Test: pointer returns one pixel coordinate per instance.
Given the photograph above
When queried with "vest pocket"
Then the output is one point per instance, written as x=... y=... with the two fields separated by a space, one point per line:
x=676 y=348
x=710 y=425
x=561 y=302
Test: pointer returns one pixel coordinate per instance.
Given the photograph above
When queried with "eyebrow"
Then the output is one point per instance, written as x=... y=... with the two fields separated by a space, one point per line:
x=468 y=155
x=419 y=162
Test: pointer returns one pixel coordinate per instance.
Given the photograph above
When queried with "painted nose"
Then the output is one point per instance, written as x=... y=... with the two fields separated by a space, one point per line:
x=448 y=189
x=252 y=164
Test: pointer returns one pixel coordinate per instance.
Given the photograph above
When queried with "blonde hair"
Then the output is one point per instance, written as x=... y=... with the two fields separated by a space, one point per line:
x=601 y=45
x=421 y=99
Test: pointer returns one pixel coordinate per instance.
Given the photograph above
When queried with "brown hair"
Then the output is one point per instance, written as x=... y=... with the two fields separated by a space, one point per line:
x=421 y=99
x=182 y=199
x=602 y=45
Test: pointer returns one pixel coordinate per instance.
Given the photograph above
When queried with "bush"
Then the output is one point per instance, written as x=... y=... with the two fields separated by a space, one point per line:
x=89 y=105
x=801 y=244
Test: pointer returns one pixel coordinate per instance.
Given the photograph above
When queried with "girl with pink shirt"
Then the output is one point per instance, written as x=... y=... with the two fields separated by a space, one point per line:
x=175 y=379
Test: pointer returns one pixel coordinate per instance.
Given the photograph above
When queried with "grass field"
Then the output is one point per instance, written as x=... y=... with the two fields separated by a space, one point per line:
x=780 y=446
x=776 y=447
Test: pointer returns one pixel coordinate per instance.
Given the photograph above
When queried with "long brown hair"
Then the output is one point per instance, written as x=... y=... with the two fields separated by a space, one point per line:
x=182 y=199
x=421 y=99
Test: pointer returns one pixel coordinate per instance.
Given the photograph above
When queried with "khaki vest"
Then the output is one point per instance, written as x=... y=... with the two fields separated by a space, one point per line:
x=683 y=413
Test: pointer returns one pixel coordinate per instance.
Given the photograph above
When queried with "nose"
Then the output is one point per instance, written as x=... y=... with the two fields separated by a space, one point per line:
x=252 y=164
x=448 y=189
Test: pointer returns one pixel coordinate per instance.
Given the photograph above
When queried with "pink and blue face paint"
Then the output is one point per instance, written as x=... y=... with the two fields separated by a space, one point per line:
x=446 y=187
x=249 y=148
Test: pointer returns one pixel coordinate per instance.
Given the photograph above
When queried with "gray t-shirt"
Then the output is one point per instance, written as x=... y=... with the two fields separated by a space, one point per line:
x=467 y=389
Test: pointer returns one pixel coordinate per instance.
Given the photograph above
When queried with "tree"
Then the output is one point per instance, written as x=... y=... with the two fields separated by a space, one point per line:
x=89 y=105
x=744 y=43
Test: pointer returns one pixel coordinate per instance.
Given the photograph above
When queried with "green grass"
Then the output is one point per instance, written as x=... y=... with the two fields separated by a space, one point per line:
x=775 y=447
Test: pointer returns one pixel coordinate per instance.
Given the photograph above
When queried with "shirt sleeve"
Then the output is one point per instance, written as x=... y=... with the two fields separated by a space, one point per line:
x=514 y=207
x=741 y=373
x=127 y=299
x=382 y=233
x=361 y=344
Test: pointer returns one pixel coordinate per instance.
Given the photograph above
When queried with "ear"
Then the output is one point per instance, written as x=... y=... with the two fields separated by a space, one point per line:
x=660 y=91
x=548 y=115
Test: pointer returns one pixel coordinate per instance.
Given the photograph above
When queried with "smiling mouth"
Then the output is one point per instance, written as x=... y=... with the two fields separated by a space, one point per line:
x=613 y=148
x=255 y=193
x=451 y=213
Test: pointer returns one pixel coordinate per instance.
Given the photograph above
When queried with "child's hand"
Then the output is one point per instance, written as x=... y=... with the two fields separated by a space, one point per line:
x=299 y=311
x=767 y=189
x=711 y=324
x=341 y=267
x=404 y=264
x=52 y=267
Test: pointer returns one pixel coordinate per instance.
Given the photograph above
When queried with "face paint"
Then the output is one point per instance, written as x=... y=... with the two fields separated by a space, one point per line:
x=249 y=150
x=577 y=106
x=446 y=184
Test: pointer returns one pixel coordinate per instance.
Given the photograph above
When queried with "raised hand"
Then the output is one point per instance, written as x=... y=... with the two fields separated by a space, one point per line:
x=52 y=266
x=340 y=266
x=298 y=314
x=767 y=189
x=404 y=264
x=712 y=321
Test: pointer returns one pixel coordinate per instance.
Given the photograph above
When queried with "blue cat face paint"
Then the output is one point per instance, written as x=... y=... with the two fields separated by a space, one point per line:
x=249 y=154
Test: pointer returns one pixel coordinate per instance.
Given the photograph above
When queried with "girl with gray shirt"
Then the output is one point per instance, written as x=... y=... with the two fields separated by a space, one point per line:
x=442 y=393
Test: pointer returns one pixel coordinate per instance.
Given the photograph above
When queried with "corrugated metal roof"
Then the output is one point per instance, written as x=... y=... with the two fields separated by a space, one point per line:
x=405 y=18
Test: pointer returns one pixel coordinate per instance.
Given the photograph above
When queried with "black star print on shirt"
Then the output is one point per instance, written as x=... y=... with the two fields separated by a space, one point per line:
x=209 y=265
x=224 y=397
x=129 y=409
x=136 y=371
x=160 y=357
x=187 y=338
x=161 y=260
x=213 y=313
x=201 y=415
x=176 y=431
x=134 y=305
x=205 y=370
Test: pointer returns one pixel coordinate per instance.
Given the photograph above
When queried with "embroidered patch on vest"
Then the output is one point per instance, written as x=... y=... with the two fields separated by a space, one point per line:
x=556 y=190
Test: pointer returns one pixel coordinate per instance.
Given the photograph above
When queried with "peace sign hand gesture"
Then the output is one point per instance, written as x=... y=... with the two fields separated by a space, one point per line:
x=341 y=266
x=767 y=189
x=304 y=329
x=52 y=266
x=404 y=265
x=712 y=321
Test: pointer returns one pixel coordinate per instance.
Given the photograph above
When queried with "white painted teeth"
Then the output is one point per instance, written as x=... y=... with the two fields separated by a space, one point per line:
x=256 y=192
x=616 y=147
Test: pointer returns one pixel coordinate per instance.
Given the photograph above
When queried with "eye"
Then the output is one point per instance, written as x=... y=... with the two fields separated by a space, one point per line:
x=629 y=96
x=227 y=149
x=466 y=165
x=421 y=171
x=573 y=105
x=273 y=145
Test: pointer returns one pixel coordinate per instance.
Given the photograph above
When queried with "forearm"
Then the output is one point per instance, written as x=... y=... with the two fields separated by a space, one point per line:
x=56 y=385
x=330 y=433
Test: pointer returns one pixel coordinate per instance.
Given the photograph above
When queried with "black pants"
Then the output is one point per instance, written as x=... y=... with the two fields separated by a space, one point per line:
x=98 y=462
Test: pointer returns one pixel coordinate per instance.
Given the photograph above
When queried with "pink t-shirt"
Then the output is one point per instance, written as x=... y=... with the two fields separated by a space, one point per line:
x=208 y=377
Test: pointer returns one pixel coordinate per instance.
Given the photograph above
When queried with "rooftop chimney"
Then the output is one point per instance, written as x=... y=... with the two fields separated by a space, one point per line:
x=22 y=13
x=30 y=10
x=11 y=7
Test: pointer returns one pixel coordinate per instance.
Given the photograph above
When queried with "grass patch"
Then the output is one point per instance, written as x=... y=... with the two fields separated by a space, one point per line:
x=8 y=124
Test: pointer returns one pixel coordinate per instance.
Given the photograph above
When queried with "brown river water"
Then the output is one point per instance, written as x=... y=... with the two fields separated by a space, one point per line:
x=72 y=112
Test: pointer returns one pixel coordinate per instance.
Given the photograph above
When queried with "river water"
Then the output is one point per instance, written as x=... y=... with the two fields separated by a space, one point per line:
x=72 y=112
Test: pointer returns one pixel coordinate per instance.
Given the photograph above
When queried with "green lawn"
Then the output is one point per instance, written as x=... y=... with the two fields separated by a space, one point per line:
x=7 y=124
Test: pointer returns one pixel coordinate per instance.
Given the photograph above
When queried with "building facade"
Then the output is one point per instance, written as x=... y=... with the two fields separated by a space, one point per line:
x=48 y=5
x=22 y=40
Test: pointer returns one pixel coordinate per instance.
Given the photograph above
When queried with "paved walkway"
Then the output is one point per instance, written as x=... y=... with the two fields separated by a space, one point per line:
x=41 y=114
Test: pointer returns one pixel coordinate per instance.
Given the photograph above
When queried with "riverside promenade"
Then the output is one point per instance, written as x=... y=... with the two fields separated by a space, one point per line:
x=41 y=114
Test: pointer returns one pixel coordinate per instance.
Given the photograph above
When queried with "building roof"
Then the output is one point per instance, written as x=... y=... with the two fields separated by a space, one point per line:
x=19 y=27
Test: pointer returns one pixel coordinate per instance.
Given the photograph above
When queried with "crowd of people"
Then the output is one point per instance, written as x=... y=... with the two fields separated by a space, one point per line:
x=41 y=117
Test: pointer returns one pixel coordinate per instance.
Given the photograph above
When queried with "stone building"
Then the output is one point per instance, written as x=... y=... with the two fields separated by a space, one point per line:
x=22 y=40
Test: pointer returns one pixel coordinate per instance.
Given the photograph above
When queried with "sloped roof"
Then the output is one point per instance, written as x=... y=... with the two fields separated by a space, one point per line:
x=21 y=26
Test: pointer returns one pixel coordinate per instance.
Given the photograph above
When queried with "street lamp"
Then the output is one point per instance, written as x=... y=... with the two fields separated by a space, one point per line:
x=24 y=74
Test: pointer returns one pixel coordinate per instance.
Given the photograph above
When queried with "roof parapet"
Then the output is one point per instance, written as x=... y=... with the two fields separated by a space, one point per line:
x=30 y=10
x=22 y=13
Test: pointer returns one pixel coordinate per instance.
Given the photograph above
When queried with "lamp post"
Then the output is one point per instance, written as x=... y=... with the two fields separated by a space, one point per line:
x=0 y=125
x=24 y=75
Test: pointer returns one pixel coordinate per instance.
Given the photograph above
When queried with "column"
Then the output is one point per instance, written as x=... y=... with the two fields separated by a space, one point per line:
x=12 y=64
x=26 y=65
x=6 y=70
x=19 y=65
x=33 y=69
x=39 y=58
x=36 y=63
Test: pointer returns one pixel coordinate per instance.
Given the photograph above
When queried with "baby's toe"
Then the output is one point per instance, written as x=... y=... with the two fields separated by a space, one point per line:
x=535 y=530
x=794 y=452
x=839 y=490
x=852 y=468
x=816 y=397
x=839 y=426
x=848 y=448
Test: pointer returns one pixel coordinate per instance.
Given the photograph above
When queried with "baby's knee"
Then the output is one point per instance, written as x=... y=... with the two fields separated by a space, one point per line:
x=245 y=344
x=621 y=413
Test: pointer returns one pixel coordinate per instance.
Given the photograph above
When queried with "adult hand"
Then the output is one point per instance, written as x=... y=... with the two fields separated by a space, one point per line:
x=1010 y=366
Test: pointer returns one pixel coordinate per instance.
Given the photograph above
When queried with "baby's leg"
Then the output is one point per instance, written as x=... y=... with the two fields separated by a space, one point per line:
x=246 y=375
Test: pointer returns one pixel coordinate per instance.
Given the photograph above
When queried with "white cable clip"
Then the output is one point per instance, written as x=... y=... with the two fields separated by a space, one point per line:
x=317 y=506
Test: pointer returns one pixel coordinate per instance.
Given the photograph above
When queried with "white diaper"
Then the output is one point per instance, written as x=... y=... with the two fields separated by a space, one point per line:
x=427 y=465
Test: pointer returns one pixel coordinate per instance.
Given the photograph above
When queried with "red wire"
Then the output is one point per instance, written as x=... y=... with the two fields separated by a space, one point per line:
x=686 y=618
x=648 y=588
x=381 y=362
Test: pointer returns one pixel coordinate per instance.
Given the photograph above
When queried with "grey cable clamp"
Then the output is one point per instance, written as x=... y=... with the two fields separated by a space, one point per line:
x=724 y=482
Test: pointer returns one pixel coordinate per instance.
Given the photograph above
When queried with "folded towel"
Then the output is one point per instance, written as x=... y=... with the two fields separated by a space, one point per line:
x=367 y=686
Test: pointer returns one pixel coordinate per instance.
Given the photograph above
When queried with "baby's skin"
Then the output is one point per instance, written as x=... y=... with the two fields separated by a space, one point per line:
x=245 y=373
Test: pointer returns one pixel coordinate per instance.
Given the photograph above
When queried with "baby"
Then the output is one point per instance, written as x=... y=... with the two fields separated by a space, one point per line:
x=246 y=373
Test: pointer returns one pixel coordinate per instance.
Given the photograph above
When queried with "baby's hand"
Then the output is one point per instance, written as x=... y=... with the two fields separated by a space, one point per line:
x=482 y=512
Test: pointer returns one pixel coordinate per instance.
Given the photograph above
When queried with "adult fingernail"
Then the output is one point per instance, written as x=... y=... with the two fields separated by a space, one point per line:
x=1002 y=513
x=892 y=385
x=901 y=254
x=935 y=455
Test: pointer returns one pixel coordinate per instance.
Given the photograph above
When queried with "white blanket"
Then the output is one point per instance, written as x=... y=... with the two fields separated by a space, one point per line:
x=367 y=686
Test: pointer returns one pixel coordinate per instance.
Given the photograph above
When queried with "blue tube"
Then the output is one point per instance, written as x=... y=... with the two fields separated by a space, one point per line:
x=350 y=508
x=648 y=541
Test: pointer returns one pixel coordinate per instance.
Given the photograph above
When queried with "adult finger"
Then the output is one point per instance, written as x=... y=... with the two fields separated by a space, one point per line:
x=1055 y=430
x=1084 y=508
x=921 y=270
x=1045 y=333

--------------------------------------------------

▶ _Objective_: Reproduce verbatim the lines above, starting with the very first one and ending with the line containing "x=175 y=379", including that line.

▶ _Result_:
Test: pointer returns one pixel coordinate per instance.
Given the photograph above
When queried with "vest pocket"
Then the output is one point per instance, written as x=... y=... with the two fields separated by a space, one point per line:
x=676 y=348
x=710 y=425
x=561 y=302
Test: pointer returns one pixel coordinate per instance.
Given the photograph above
When queried with "eyebrow"
Then the output is one point per instance, written as x=... y=... with the two fields separated by a space, one point per line:
x=468 y=155
x=419 y=162
Test: pointer returns one pixel coordinate per instance.
Given the photograph above
When queried with "painted nose"
Then the output is one point per instance, written as x=... y=... with the two fields separated by a space, one point per line:
x=448 y=189
x=252 y=164
Test: pointer returns one pixel coordinate per instance.
Given the photograph above
When queried with "blonde hair"
Then the output is one point per instance, written as x=... y=... with the two fields separated by a space, one point per line:
x=601 y=45
x=421 y=99
Test: pointer returns one pixel coordinate per instance.
Given the photograph above
When queried with "brown hair"
Then the output is one point per instance, written as x=... y=... with the two fields separated by a space, one point per line:
x=421 y=99
x=182 y=199
x=602 y=45
Test: pointer returns one pixel coordinate per instance.
Given the photograph above
When queried with "bush"
Then the output is one point per instance, written as x=... y=... with the two fields separated by a space, one point per line:
x=89 y=105
x=801 y=244
Test: pointer returns one pixel coordinate per instance.
Given the photograph above
When queried with "girl with pink shirt"
Then the output is one point per instance, written as x=... y=... with the two fields separated by a space, one point per line:
x=175 y=379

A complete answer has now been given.